Print out each record below, unaltered and complete, without its images.

** Begin **

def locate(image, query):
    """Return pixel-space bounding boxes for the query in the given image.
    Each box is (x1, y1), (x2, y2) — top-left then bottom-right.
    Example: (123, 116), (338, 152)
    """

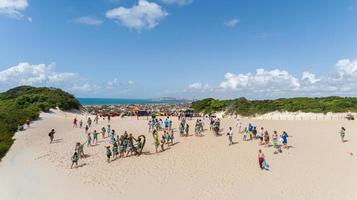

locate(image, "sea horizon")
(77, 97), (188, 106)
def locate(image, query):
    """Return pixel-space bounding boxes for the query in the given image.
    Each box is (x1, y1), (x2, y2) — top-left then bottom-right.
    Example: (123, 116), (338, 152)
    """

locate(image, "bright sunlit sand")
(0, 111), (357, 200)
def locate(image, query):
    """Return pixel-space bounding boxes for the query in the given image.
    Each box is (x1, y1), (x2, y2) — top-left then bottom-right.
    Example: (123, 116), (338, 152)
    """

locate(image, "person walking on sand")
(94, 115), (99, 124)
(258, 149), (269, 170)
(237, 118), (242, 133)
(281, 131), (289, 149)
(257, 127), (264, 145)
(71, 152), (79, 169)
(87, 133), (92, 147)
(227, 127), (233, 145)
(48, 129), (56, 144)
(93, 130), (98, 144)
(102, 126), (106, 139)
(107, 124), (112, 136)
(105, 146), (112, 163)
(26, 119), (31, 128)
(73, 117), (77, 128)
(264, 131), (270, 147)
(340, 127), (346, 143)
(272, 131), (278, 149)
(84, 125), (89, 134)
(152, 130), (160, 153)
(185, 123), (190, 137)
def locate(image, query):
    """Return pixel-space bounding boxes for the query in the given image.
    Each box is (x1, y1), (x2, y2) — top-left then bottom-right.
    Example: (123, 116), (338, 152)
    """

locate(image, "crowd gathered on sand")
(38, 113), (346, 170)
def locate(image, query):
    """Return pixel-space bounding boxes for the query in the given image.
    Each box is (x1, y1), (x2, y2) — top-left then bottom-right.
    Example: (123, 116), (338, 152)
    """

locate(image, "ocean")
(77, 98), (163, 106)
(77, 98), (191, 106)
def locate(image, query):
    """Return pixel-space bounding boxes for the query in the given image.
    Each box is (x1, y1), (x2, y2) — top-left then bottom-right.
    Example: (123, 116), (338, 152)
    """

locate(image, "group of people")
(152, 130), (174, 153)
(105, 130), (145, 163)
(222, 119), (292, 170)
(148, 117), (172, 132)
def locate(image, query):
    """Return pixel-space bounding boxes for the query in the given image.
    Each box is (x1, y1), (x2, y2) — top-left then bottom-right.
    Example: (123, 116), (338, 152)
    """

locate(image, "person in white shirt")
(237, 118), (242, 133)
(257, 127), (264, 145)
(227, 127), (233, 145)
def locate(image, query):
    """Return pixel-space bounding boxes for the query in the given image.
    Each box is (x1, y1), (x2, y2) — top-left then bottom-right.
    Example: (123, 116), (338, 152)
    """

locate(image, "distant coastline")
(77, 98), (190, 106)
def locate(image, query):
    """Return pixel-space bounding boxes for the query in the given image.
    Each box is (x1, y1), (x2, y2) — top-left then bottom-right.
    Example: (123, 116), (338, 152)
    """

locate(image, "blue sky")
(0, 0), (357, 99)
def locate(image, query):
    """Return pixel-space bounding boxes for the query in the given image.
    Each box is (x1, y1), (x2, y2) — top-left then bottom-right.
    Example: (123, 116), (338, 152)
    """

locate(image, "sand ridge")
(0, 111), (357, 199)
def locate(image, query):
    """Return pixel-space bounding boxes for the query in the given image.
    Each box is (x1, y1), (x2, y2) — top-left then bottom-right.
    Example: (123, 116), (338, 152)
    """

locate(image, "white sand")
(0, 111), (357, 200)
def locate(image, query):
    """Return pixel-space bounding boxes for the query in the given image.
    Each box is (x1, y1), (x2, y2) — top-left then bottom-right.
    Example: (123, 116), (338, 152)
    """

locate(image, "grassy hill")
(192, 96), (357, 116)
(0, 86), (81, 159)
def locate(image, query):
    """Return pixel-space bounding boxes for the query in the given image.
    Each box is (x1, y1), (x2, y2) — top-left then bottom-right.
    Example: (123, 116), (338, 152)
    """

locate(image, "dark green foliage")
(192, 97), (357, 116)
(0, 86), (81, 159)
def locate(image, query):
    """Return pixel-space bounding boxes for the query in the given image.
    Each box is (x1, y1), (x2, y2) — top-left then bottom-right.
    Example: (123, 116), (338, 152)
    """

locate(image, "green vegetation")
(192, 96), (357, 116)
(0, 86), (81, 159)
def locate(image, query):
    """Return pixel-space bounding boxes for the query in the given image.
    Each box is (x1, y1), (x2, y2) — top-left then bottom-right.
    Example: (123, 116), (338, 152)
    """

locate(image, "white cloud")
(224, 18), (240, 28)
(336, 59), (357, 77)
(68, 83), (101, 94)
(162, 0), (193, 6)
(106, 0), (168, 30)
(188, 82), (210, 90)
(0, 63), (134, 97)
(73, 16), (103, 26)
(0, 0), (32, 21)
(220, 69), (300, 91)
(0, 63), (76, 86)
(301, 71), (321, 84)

** End **

**Full solution**
def locate(image, query):
    """Return pixel-space bounding boxes for the query in the given image.
    Each box is (x1, y1), (x2, y2) — top-left then bottom-right.
    Example: (123, 116), (338, 152)
    """


locate(image, "sea horizon")
(77, 97), (188, 106)
def locate(image, query):
    """Return pixel-space bounding boxes for the query in the given image.
    Each box is (x1, y1), (x2, y2) — top-left then bottom-right.
    Example: (123, 116), (338, 152)
    """

locate(image, "bright sunlit sand")
(0, 111), (357, 200)
def locate(image, query):
    """Return pixel-space bounding boxes for the query in the given image.
    Each box is (x1, y1), (x2, y2) — top-left then bottom-right.
    Example: (123, 116), (338, 152)
    """

locate(image, "person walking on sand")
(94, 115), (99, 124)
(258, 149), (269, 170)
(237, 118), (242, 133)
(281, 131), (289, 149)
(257, 127), (264, 145)
(71, 152), (79, 169)
(87, 133), (92, 147)
(227, 127), (233, 145)
(48, 129), (56, 144)
(93, 130), (98, 144)
(102, 126), (106, 139)
(107, 124), (112, 136)
(105, 146), (112, 163)
(26, 119), (31, 128)
(73, 117), (77, 128)
(264, 131), (270, 147)
(340, 127), (346, 143)
(272, 131), (278, 149)
(84, 125), (89, 134)
(152, 130), (160, 153)
(185, 123), (190, 137)
def locate(image, query):
    """Return pixel-space bounding boxes for the query in the given image.
    Each box is (x1, y1), (x2, y2) — top-left then bottom-right.
    Example: (123, 116), (338, 152)
    """

locate(image, "crowd gathered on sand")
(38, 113), (346, 170)
def locate(image, query):
    """Return pixel-space bounding boxes for the query in the given image.
    Each box is (x1, y1), (x2, y2) — top-left then bottom-right.
    Example: (123, 116), (338, 152)
    """

locate(image, "ocean")
(77, 98), (163, 106)
(77, 98), (191, 106)
def locate(image, query):
    """Return pixel-space bounding boxes for the query in the given image.
    Each box is (x1, y1), (x2, y2) — top-left then bottom-right.
    Example: (123, 116), (338, 152)
    """

locate(image, "group of people")
(152, 130), (174, 153)
(105, 130), (145, 163)
(222, 119), (292, 170)
(148, 117), (172, 132)
def locate(image, query):
    """Return pixel-space bounding boxes for the query in the given image.
    Each box is (x1, y1), (x2, y2) — top-left then bottom-right.
    Example: (123, 116), (338, 152)
    """

locate(image, "person in white shirt")
(237, 118), (242, 133)
(257, 127), (264, 145)
(227, 127), (233, 145)
def locate(image, query):
    """Return pixel-space bounding boxes for the query in the given image.
    Each box is (x1, y1), (x2, y2) — top-left then bottom-right.
    Example: (123, 116), (338, 152)
    """

locate(image, "distant coastline")
(77, 98), (190, 106)
def locate(image, query):
    """Return pixel-space bounding boxes for the query in the given image.
    Each box is (x1, y1), (x2, y2) — top-left then bottom-right.
    Example: (123, 116), (338, 152)
    """

locate(image, "blue sky")
(0, 0), (357, 99)
def locate(image, query):
    """Return pixel-space bounding boxes for the query in the given image.
    Each box is (x1, y1), (x2, y2) — top-left then bottom-right.
    Example: (123, 116), (338, 152)
    """

locate(image, "sand ridge")
(0, 111), (357, 199)
def locate(image, query):
    """Return pixel-space bounding boxes for the query in the given image.
    Each box is (x1, y1), (x2, y2) — top-left then bottom-right.
    Example: (123, 116), (338, 152)
    """

locate(image, "white sand")
(0, 111), (357, 200)
def locate(image, query):
    """Return pixel-space bounding boxes for the query in the given image.
    Each box is (x1, y1), (x2, y2) — top-left then bottom-right.
    Example: (123, 116), (338, 152)
    """

locate(image, "grassy hill")
(192, 96), (357, 116)
(0, 86), (81, 159)
def locate(image, query):
    """Return pixel-space bounding boxes for the query in the given image.
    Each box is (x1, y1), (x2, y2) — top-left then bottom-right.
    Example: (123, 116), (338, 152)
    """

locate(image, "dark green foliage")
(192, 97), (357, 116)
(0, 86), (81, 159)
def locate(image, query):
    """Return pixel-space bounding boxes for the query in the given image.
    Each box is (x1, y1), (x2, y2) — top-left then bottom-right.
    Example: (123, 116), (338, 152)
    """

locate(image, "green vegetation")
(192, 96), (357, 116)
(0, 86), (81, 159)
def locate(image, query):
    """Return pixel-space bounding boxes for the query in the given image.
    Each box is (x1, y1), (x2, y2) — top-left then bottom-right.
    Example: (123, 116), (338, 152)
    """

locate(image, "white cloud")
(224, 18), (240, 28)
(336, 59), (357, 77)
(68, 83), (101, 94)
(162, 0), (193, 6)
(106, 0), (168, 30)
(188, 82), (210, 90)
(0, 63), (134, 97)
(73, 16), (103, 26)
(0, 0), (32, 21)
(220, 69), (300, 91)
(0, 63), (76, 86)
(301, 71), (321, 84)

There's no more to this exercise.